— begin Source excerpt —

NAIC DRAWS LINE IN CFPB SAND BOX

January 9, 2017 by Michael Wolgin

The National Association of Insurance Commissioners has taken a firm stance on the Consumer Financial Protection Bureau’s proposed ban of “mandatory arbitration” clauses that make financial product consumers waive their right to join class actions.

Because consumer loans are generally financial products within the CFPB’s purview, the CFPB stated that the proposed ban would extend to arbitration clauses used for whole life insurance policy loans, if (a) the insurance company is a “creditor” under the Equal Credit Opportunity Act (ECOA) and (b) the activity is not the “business of insurance” under the Dodd –Frank Act. In a comment letter, however, the NAIC has urged the agency to remove altogether policy loan features from the scope of the rule.

In drawing a line between insurance policy loans and consumer finance, the NAIC argued that whole life policy loans do not make insurance companies ECOA “creditors.” Insurers do not extend, renew, or continue credit; nor do they arrange for such transactions. Rather, despite the use of the word “loan,” a policy loan is in substance an advance payment of the policy’s cash surrender value. It more closely resembles a structured temporary conversion from one type of asset into cash, particularly because, if a policyholder does not repay the loan, the insurance company’s recourse is simply to reduce the policy benefits by the outstanding balance of the loan.

— end Source excerpt —

§ Given task: Copy out the entire article on the NAIC's position on the CFPB arbitration ban, word for word.

— begin Data shown —

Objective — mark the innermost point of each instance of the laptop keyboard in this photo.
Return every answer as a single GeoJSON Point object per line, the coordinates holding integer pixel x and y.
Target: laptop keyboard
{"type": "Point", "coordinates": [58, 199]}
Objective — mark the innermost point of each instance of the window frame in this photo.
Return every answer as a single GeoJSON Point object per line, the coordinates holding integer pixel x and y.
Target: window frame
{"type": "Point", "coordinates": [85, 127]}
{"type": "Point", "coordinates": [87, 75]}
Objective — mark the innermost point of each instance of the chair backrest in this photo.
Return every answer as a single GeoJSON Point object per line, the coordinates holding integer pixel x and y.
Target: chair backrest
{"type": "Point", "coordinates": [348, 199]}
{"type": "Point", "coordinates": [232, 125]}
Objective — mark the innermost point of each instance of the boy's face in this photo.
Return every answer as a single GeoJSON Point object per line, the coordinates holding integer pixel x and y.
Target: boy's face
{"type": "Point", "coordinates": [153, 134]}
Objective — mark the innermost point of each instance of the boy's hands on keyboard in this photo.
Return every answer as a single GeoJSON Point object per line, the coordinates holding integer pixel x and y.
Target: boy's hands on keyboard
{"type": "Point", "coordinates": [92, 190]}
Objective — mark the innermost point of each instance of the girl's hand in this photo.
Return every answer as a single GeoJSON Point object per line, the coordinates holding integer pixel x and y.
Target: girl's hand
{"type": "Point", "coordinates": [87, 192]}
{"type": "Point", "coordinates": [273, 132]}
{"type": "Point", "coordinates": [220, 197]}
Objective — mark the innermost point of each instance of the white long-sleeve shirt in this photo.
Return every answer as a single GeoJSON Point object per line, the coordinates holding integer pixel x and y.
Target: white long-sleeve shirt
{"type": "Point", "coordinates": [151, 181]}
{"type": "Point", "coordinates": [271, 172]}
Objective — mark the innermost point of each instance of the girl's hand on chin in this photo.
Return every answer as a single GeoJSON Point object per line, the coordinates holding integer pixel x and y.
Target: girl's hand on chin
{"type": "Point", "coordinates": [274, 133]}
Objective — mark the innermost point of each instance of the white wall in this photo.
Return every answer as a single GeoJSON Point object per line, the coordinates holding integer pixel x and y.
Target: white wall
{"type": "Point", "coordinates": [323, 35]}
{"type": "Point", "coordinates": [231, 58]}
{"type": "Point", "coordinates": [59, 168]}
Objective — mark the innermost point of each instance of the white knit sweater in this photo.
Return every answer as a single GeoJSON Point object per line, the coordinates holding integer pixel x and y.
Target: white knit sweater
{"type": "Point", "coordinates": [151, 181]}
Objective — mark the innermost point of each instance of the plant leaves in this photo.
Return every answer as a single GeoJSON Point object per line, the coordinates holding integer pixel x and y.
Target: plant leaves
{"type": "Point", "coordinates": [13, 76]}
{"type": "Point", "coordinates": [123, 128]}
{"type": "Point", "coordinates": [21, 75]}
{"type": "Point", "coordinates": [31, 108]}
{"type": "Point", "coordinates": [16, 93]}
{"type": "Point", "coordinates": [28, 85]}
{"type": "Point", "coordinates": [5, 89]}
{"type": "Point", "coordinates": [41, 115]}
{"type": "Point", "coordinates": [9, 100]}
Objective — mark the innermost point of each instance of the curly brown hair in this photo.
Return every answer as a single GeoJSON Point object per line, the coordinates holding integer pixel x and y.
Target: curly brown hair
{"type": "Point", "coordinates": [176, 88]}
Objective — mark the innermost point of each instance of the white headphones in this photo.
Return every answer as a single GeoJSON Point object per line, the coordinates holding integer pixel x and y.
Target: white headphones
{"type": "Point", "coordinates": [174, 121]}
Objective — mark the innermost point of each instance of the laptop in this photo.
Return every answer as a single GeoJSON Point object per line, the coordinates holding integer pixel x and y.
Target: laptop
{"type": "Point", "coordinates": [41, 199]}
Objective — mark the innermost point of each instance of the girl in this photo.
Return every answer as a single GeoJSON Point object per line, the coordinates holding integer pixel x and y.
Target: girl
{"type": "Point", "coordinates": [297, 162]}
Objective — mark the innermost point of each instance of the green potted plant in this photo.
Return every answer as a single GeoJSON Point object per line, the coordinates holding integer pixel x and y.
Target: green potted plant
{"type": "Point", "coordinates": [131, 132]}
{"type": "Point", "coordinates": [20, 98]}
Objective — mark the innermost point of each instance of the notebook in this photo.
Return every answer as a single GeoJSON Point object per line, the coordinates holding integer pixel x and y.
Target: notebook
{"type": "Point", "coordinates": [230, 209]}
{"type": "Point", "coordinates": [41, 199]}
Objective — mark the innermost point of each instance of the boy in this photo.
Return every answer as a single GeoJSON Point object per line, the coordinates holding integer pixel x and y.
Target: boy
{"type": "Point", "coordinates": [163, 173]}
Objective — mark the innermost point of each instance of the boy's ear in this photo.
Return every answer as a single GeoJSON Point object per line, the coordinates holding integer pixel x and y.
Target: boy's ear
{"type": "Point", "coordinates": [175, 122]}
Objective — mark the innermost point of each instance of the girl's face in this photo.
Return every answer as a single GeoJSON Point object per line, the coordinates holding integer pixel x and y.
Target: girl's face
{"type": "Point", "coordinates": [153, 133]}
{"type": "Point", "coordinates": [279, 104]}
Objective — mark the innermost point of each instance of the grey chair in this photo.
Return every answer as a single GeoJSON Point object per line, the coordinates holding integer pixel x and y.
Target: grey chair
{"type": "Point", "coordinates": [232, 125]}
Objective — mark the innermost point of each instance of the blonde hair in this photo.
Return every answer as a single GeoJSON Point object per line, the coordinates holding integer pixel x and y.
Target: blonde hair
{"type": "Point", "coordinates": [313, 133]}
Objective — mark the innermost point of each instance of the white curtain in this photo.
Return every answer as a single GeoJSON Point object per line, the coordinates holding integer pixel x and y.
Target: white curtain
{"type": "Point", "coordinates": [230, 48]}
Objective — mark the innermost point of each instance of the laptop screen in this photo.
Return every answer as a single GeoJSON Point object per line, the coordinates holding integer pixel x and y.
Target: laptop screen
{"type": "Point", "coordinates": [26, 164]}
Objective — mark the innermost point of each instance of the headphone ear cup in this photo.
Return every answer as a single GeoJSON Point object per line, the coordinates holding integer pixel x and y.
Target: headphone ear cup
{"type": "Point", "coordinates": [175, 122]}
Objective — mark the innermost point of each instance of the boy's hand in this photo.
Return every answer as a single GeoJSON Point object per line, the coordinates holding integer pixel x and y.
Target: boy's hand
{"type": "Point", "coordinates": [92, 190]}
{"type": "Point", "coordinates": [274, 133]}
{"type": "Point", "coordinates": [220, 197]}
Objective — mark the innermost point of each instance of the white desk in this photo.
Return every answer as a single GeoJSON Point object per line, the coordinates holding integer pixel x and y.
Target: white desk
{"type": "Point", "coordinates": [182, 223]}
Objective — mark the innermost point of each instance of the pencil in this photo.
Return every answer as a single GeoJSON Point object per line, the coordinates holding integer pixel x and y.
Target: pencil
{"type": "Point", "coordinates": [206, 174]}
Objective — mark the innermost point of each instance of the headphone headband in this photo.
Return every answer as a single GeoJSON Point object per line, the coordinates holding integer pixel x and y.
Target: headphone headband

— end Data shown —

§ Task answer:
NAIC DRAWS LINE IN CFPB SAND BOX

January 9, 2017 by Michael Wolgin

The National Association of Insurance Commissioners has taken a firm stance on the Consumer Financial Protection Bureau’s proposed ban of “mandatory arbitration” clauses that make financial product consumers waive their right to join class actions.

Because consumer loans are generally financial products within the CFPB’s purview, the CFPB stated that the proposed ban would extend to arbitration clauses used for whole life insurance policy loans, if (a) the insurance company is a “creditor” under the Equal Credit Opportunity Act (ECOA) and (b) the activity is not the “business of insurance” under the Dodd –Frank Act. In a comment letter, however, the NAIC has urged the agency to remove altogether policy loan features from the scope of the rule.

In drawing a line between insurance policy loans and consumer finance, the NAIC argued that whole life policy loans do not make insurance companies ECOA “creditors.” Insurers do not extend, renew, or continue credit; nor do they arrange for such transactions. Rather, despite the use of the word “loan,” a policy loan is in substance an advance payment of the policy’s cash surrender value. It more closely resembles a structured temporary conversion from one type of asset into cash, particularly because, if a policyholder does not repay the loan, the insurance company’s recourse is simply to reduce the policy benefits by the outstanding balance of the loan.